### [Exercise directions]
Copy the rows starting at the one containing "Every instance of the metal" and ending at the one containing "Target: blurred background", adding -134 to every coordinate of the answer points while leaving the sample point inside each "takes one point" sentence unchanged.

### [Entries]

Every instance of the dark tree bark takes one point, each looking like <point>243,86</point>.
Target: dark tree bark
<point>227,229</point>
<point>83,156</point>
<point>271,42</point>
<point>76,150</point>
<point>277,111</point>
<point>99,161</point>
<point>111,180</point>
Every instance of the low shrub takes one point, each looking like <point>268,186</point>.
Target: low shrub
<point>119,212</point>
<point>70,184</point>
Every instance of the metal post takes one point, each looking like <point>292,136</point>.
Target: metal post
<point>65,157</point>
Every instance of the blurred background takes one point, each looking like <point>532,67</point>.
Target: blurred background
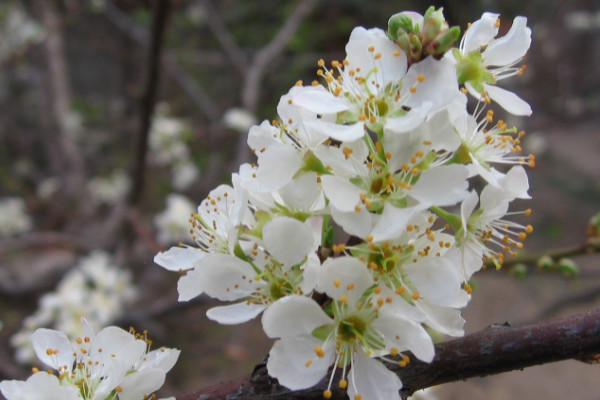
---
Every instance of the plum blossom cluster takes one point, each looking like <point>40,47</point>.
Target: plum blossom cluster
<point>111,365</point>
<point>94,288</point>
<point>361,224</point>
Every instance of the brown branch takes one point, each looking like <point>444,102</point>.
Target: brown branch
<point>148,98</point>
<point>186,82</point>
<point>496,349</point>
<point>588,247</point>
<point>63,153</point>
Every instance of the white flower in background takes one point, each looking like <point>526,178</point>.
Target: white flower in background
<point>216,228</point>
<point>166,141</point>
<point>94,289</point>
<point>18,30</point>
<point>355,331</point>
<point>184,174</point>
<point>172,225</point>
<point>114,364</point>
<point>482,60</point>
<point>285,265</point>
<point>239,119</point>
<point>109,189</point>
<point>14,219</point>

### [Solution to the exercise]
Every instance of the metal post takes one point, each looking like <point>292,136</point>.
Target: metal post
<point>-69,23</point>
Every instance of the blurred background takes one point, each looking like <point>532,67</point>.
Target: blurred background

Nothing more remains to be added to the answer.